→ Problem details
Each line below is to be written out in full, exactly as shown.

→ Record set
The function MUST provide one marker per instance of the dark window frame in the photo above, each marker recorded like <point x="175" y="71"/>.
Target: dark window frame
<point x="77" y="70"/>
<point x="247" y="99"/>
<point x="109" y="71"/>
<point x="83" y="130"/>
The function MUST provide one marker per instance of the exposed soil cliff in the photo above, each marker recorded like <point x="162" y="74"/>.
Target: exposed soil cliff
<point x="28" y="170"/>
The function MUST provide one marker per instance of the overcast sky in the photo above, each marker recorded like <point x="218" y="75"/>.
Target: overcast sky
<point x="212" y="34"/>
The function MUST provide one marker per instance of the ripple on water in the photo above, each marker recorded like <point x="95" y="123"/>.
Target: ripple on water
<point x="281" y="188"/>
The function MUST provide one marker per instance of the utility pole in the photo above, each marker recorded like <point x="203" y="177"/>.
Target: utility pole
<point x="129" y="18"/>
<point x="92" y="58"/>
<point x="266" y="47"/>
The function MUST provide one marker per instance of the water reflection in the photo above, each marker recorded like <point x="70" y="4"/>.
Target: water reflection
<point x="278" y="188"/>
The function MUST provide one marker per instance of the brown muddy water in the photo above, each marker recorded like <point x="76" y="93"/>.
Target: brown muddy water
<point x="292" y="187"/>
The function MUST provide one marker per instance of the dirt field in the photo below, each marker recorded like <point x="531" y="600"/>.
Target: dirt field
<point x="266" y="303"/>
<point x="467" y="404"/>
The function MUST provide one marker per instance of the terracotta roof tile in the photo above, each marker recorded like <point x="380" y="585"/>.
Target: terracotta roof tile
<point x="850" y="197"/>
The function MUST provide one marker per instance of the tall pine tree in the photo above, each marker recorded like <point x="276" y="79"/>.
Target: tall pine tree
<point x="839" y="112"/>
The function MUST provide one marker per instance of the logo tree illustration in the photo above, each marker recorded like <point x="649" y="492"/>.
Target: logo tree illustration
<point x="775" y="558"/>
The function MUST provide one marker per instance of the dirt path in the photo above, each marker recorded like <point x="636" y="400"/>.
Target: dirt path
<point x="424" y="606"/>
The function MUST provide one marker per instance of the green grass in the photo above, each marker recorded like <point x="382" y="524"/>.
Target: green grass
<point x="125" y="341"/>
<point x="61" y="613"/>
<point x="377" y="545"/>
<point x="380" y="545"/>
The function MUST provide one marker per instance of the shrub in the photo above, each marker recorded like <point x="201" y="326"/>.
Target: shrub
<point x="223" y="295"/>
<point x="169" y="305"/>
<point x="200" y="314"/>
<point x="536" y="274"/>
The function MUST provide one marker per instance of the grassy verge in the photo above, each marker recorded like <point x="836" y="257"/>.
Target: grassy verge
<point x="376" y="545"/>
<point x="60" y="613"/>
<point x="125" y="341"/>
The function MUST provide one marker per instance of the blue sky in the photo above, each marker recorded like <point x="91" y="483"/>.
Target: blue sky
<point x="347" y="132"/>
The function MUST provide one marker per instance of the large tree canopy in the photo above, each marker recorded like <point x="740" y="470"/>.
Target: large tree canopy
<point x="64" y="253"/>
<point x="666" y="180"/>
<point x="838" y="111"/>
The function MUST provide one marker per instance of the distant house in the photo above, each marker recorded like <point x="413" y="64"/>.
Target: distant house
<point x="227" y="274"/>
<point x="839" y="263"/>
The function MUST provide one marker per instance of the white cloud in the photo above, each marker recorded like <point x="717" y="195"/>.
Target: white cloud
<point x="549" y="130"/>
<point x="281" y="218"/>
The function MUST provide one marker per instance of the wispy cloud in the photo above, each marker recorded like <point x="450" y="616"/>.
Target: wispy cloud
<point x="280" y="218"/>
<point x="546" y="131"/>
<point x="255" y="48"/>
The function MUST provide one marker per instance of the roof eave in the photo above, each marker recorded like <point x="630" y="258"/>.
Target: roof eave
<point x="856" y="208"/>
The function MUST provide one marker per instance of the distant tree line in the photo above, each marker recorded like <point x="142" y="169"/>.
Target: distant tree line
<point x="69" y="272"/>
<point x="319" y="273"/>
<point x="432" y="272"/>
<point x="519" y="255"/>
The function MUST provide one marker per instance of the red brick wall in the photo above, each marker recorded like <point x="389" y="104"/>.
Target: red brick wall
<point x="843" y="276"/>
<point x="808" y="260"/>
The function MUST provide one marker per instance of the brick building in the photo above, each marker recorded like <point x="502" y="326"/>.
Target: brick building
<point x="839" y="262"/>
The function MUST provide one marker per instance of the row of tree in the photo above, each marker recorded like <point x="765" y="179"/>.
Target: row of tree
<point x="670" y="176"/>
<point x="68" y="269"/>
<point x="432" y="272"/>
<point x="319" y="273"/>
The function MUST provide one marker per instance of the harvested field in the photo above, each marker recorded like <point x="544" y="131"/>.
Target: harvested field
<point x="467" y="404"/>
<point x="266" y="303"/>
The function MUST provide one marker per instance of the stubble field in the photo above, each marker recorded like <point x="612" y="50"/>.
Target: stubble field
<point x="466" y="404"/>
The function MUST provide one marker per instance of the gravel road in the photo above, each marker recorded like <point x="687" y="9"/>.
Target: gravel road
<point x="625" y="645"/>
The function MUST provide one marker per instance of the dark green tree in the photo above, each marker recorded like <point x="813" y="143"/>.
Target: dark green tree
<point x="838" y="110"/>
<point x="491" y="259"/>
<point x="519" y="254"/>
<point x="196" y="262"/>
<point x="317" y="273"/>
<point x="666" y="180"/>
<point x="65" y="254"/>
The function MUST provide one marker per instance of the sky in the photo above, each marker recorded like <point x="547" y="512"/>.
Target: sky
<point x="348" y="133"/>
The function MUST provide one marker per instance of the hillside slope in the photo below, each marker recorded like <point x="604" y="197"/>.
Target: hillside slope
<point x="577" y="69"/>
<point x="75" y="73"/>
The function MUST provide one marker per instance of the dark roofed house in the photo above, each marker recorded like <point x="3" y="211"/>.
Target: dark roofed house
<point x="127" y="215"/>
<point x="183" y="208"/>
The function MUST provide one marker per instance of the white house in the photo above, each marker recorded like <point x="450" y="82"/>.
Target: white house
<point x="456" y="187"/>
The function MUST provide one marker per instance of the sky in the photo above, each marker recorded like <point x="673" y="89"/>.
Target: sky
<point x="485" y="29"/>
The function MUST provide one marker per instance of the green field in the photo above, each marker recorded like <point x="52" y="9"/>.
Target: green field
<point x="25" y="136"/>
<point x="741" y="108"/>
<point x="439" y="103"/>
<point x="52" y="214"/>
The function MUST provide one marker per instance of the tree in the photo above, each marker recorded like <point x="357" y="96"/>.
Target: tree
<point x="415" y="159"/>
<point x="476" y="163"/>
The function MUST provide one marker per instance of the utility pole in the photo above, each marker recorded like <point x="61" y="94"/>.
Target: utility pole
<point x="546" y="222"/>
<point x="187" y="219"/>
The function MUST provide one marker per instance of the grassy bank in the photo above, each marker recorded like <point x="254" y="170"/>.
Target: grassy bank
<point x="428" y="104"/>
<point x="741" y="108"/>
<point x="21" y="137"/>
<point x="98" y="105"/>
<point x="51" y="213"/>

→ Correct result
The function MUST provide one marker per instance of the dark window frame in the photo above, each marker recorded like <point x="175" y="71"/>.
Target: dark window frame
<point x="77" y="70"/>
<point x="247" y="99"/>
<point x="109" y="71"/>
<point x="83" y="130"/>
The function MUST provide one marker per instance of the exposed soil cliff in the photo above, each marker recorded like <point x="162" y="74"/>.
Target: exposed soil cliff
<point x="28" y="170"/>
The function MUST provide one marker per instance of the overcast sky in the photo above, each marker recorded like <point x="218" y="75"/>.
Target: overcast sky
<point x="212" y="34"/>
The function MUST provide one marker per instance of the ripple on water in the photo above, each marker recorded like <point x="95" y="123"/>.
Target: ripple on water
<point x="281" y="188"/>
The function MUST provide one marker per instance of the utility pole in the photo above, each marker recorded like <point x="203" y="177"/>.
Target: utility pole
<point x="129" y="18"/>
<point x="92" y="58"/>
<point x="266" y="47"/>
The function MUST provide one marker per instance of the water reflection in the photo above, each marker recorded like <point x="70" y="4"/>.
Target: water reflection
<point x="278" y="188"/>
The function MUST provide one marker per instance of the brown muddy water in the photo above, each marker recorded like <point x="76" y="93"/>.
Target: brown muddy water
<point x="292" y="187"/>
The function MUST provide one marker per instance of the dirt field in the photo below, each marker recorded like <point x="531" y="600"/>.
Target: dirt field
<point x="266" y="303"/>
<point x="467" y="404"/>
The function MUST provide one marker per instance of the terracotta roof tile in the photo above, each marker recorded like <point x="380" y="585"/>.
Target: terracotta roof tile
<point x="850" y="197"/>
The function MUST provide one marker per instance of the tall pine tree in the photo above, each marker recorded like <point x="276" y="79"/>.
Target: tall pine tree
<point x="839" y="112"/>
The function MUST provide one marker per instance of the logo tree illustration in the photo above, each marker recorded like <point x="649" y="492"/>.
Target: logo tree illustration
<point x="775" y="558"/>
The function MUST provide one marker per instance of the dirt path in the photo above, each marker recorded like <point x="636" y="400"/>.
Target: dirt path
<point x="424" y="606"/>
The function MUST provide one marker per instance of the green grass in the photo above, each marker recorded like <point x="382" y="524"/>.
Target: green grass
<point x="125" y="341"/>
<point x="61" y="613"/>
<point x="377" y="545"/>
<point x="380" y="545"/>
The function MUST provide one marker per instance of the shrub in the photo above, each marker recorded like <point x="201" y="326"/>.
Target: shrub
<point x="223" y="295"/>
<point x="169" y="305"/>
<point x="200" y="314"/>
<point x="536" y="274"/>
The function MUST provide one marker per instance of the grassy verge in the photo above, each marker recorded like <point x="836" y="257"/>.
Target: grassy verge
<point x="376" y="545"/>
<point x="60" y="613"/>
<point x="125" y="341"/>
The function MUST provide one marker per instance of the blue sky in the photo above, each marker recorded like <point x="91" y="483"/>.
Target: blue sky
<point x="347" y="132"/>
The function MUST provide one marker per instance of the large tree canopy in the photo above, each marker recorded like <point x="740" y="470"/>.
Target: large tree canopy
<point x="64" y="253"/>
<point x="666" y="180"/>
<point x="838" y="111"/>
The function MUST provide one marker per instance of the distant house in the photo above, each marker recorded like <point x="413" y="64"/>.
Target: distant house
<point x="227" y="274"/>
<point x="839" y="263"/>
The function MUST provide one marker per instance of the white cloud in the photo above, each marker recorded like <point x="717" y="195"/>.
Target: white cloud
<point x="549" y="130"/>
<point x="281" y="218"/>
The function MUST provide one marker per instance of the wispy cloud in the photo above, each marker recorded like <point x="450" y="616"/>.
Target: wispy cloud
<point x="280" y="218"/>
<point x="546" y="131"/>
<point x="255" y="48"/>
The function MUST provide one marker per instance of the roof eave in the photo above, each marker recorded like <point x="630" y="258"/>.
Target: roof eave
<point x="856" y="208"/>
The function MUST provide one marker per instance of the distant tree line in the photo above, each marker recorded like <point x="142" y="169"/>.
Target: distant tree line
<point x="69" y="272"/>
<point x="319" y="273"/>
<point x="432" y="272"/>
<point x="519" y="255"/>
The function MUST provide one marker per instance of the red brick wall in the photo above, each marker recorded like <point x="389" y="104"/>.
Target: red brick wall
<point x="843" y="276"/>
<point x="808" y="260"/>
The function MUST provide one marker per instance of the brick building in the photo above, each marker recorded like <point x="502" y="326"/>.
Target: brick building
<point x="839" y="262"/>
The function MUST provide one marker per instance of the row of tree in the photo above, each marker recorded like <point x="765" y="179"/>.
Target: row of tree
<point x="670" y="176"/>
<point x="68" y="269"/>
<point x="432" y="272"/>
<point x="319" y="273"/>
The function MUST provide one marker per instance of the harvested field in the photo above, each marker recorded like <point x="544" y="131"/>.
Target: harvested field
<point x="467" y="404"/>
<point x="266" y="303"/>
The function MUST provide one marker per instance of the stubble field in the photo above, each marker recorded like <point x="612" y="50"/>.
Target: stubble field
<point x="466" y="404"/>
The function MUST provide one marker per instance of the gravel road in the photo above, each marker recorded like <point x="687" y="9"/>.
Target: gravel road
<point x="625" y="645"/>
The function MUST provide one marker per instance of the dark green tree in the photo above, each marker recorded like <point x="813" y="143"/>.
Target: dark green tree
<point x="838" y="110"/>
<point x="491" y="259"/>
<point x="519" y="254"/>
<point x="196" y="262"/>
<point x="317" y="273"/>
<point x="666" y="180"/>
<point x="65" y="254"/>
The function MUST provide one marker per instance of the sky in the photo above, each marker recorded like <point x="547" y="512"/>.
Target: sky
<point x="348" y="133"/>
The function MUST provide one marker per instance of the hillside slope in the photo below, each marker recorded like <point x="604" y="197"/>.
Target: hillside slope
<point x="577" y="69"/>
<point x="75" y="73"/>
The function MUST provide one marker per instance of the dark roofed house in the photo above, each marker recorded like <point x="3" y="211"/>.
Target: dark roofed house
<point x="127" y="215"/>
<point x="183" y="208"/>
The function MUST provide one marker per instance of the white house in the photo above, each marker recorded like <point x="450" y="82"/>.
Target: white house
<point x="456" y="187"/>
The function MUST provide one marker per instance of the sky in the photo above, each marker recorded like <point x="673" y="89"/>.
Target: sky
<point x="485" y="29"/>
The function MUST provide one marker per instance of the green field in the photo above, each marker recorded like <point x="52" y="9"/>.
Target: green field
<point x="25" y="136"/>
<point x="741" y="108"/>
<point x="439" y="103"/>
<point x="52" y="214"/>
The function MUST provide one marker per instance of the tree in the photo above, each marker recorded like <point x="357" y="96"/>.
Target: tree
<point x="415" y="159"/>
<point x="476" y="163"/>
The function MUST provide one marker per instance of the utility pole in the photo above, each marker recorded like <point x="61" y="94"/>.
Target: utility pole
<point x="546" y="222"/>
<point x="187" y="219"/>
The function MUST provide one marker per instance of the grassy bank in the photo above, each marker recorded like <point x="254" y="170"/>.
Target: grassy bank
<point x="428" y="104"/>
<point x="741" y="108"/>
<point x="21" y="137"/>
<point x="98" y="105"/>
<point x="51" y="213"/>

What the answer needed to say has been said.